Stored data:
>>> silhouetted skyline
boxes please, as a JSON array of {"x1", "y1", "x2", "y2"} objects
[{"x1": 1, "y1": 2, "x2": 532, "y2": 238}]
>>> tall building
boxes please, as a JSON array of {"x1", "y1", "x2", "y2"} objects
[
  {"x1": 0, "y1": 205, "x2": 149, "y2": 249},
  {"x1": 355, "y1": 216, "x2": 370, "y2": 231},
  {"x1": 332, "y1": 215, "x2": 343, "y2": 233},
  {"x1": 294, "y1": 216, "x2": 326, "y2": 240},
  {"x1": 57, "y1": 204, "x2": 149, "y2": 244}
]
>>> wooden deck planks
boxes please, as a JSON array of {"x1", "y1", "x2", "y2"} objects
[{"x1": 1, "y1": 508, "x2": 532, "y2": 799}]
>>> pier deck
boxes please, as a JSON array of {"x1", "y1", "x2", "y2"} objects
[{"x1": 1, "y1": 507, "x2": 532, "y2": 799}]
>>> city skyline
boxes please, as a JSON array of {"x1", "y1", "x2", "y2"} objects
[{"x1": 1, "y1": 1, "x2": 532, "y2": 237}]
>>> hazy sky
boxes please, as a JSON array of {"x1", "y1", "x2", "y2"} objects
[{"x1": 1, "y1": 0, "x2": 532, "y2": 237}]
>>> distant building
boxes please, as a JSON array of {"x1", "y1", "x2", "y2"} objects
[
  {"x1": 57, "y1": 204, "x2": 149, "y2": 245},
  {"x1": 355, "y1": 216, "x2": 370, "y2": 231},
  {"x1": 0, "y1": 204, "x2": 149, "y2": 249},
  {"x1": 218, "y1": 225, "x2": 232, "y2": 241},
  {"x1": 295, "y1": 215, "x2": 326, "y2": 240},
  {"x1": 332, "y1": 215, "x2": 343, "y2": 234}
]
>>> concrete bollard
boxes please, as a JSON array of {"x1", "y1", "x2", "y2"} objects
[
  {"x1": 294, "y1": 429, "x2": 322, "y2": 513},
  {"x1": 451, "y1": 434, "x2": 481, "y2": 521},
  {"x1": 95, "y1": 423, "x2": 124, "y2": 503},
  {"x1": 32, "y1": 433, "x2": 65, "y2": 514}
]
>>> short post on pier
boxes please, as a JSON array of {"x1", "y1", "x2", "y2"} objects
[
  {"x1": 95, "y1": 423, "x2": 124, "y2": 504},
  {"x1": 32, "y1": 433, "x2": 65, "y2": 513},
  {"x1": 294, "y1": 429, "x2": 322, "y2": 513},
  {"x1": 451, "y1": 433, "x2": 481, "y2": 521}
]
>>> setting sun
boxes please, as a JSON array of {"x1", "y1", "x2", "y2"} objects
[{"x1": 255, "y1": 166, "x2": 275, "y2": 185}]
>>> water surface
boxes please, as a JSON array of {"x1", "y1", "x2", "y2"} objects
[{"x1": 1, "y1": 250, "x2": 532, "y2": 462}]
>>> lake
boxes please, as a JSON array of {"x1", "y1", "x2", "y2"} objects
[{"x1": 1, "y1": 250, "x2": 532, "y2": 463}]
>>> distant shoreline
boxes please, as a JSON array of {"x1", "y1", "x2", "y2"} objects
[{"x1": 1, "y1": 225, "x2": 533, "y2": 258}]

**Work order:**
Say how many lines in the entries above contain the string "distant", offering no other words.

**Task response:**
2